**Exercise aim**:
Write out the entire listing below exactly as it appears, minus any pictures.

--- START OF Records for processing ---

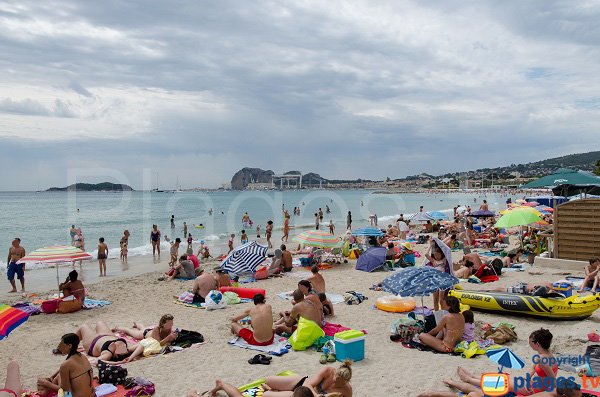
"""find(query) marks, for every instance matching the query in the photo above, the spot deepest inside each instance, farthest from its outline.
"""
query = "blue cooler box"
(349, 345)
(563, 287)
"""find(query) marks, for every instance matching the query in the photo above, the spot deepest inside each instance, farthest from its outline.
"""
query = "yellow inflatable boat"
(572, 308)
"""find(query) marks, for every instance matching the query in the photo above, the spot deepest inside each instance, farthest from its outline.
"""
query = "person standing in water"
(15, 253)
(102, 255)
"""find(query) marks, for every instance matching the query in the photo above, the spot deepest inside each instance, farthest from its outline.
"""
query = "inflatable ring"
(395, 304)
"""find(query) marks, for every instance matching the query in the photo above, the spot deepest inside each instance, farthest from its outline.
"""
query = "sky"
(143, 91)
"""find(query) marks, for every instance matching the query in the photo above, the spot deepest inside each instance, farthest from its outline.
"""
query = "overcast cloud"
(197, 90)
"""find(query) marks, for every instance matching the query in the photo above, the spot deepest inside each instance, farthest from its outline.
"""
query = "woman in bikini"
(540, 342)
(12, 386)
(102, 344)
(449, 331)
(75, 374)
(163, 333)
(326, 382)
(155, 240)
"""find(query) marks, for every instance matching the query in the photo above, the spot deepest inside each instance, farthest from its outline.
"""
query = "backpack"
(113, 374)
(187, 338)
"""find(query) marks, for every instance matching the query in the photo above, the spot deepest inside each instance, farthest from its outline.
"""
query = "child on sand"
(102, 255)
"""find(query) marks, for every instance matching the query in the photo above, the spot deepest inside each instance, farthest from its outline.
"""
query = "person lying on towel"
(261, 319)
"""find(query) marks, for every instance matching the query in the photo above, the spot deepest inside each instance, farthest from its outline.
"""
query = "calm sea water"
(42, 219)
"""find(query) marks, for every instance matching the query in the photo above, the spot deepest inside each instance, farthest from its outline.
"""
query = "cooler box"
(349, 345)
(564, 288)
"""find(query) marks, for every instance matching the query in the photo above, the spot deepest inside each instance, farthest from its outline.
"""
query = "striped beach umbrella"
(56, 254)
(10, 318)
(317, 238)
(245, 258)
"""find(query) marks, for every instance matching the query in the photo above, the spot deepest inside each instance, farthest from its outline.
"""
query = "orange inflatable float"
(395, 304)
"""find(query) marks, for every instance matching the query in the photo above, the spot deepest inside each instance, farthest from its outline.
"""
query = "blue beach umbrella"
(368, 231)
(437, 215)
(245, 258)
(418, 281)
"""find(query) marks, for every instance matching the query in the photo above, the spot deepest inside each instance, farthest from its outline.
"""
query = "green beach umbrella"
(517, 217)
(565, 176)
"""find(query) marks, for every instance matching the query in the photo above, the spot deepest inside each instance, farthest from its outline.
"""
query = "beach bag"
(151, 346)
(69, 304)
(186, 338)
(112, 374)
(50, 306)
(406, 328)
(501, 335)
(307, 333)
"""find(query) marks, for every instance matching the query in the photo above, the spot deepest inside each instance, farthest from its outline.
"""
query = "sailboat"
(156, 190)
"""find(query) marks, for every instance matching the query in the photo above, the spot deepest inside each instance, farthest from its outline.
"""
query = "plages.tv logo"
(494, 384)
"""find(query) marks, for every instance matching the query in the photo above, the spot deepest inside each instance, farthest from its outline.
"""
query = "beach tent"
(371, 260)
(56, 254)
(245, 258)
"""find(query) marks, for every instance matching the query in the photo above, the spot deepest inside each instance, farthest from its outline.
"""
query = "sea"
(42, 219)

--- END OF Records for processing ---

**Task output**:
"""find(query) marks, for every instance matching the query in the photo above, the spot deepest inside each instance, farthest from its outline.
"""
query = "blue cooler box"
(349, 345)
(563, 287)
"""find(query) marks, for every instance matching the query in the photo above, the spot deepest inside each instance, farthest from its outline.
"""
query = "yellow inflatable boat"
(572, 308)
"""find(query) marks, for every instance matching the query in the photo above, the spot deepest inside each instance, farthest from its outline.
"""
query = "person standing in water"
(15, 253)
(102, 255)
"""find(query) marks, for every instance matching the query in the photo above, the spot deepest inside each instance, farthest from its outline.
"""
query = "inflatable ring"
(395, 304)
"""find(query) marks, for every instance matching the query in the photo above, the spot deepest inside each instance, farthest from its outline.
"""
query = "sky"
(143, 91)
"""find(query) marks, for every instance matching the query in the photo above, the spot deepest inside each instance, farthest from its outline.
"""
query = "overcast cloud"
(197, 90)
"""find(query) marks, for every instance matching the query in the photo above, the spot deepest inside each instance, farthest from its outline.
"""
query = "woman in bikini"
(540, 342)
(12, 386)
(102, 344)
(449, 331)
(75, 374)
(163, 333)
(326, 382)
(155, 240)
"""find(query) marks, for every instance matching the query in the photo above, the spot deepest inside each instance, farthest from its outline.
"""
query = "backpack"
(113, 374)
(187, 338)
"""find(query) marks, for every instance matching the query in the photo above, the spot deepest inside each instance, farthest from its outline.
"""
query = "child on sand"
(102, 255)
"""find(query) marks, for every instance matching the query in the photo above, the spot deepest inside each instance, farthest from its outline.
"""
query = "person lying on towel"
(261, 319)
"""find(query) marks, for every instance matching the query in the photo above, the spot deepest inside each instance, farthest from its outline.
"""
query = "calm sea water"
(42, 219)
"""find(query) marks, for every instance matching the query in the photo above, the spot deepest inside each instance, farthest from its outline.
"""
query = "cooler box"
(349, 345)
(564, 288)
"""find(query) marks, for every instance matching the query in the photo above, the spot deepest inside each instance, farthest from its outline.
"""
query = "striped beach umbrella"
(56, 254)
(10, 318)
(317, 238)
(245, 258)
"""find(query) marks, for every instance matching the query in the photo above, the spot deepest inside each instance, farthest from its outline.
"""
query = "orange inflatable float"
(395, 304)
"""find(query) marks, for every instance matching the query in the photo above, the spot deepest inside each instance, farthest from its outline.
"""
query = "blue beach umbrella"
(368, 231)
(437, 215)
(245, 258)
(418, 281)
"""find(query) marks, for every instance matching the query in the photo above, the spot deepest inside each instance, farthest from its outline.
"""
query = "green beach umbrella"
(517, 217)
(565, 176)
"""find(query) marks, for every instance matching the query in the photo above, the spot deepest inside each instance, farthest from its outline.
"""
query = "beach bag"
(151, 346)
(69, 304)
(186, 338)
(112, 374)
(50, 306)
(406, 328)
(501, 335)
(307, 333)
"""find(query) marks, for every instance matching the query in the photo above, the spot deepest inside each instance, farthest from its outline.
"""
query = "sailboat"
(156, 190)
"""find(query) marks, for every instance matching the query in the photo above, the spot deepest inside each instance, farthest from its outline.
"""
query = "plages.tv logo"
(494, 384)
"""find(query) marks, for every instance matching the query in the photo above, the spot deepest inside each instance, farthest from its outline.
"""
query = "beach tent"
(371, 260)
(56, 254)
(245, 258)
"""find(query) marks, for every instance matching the query in the photo above, the spot deepest inside each instance, farthest from its outline.
"""
query = "sea"
(42, 219)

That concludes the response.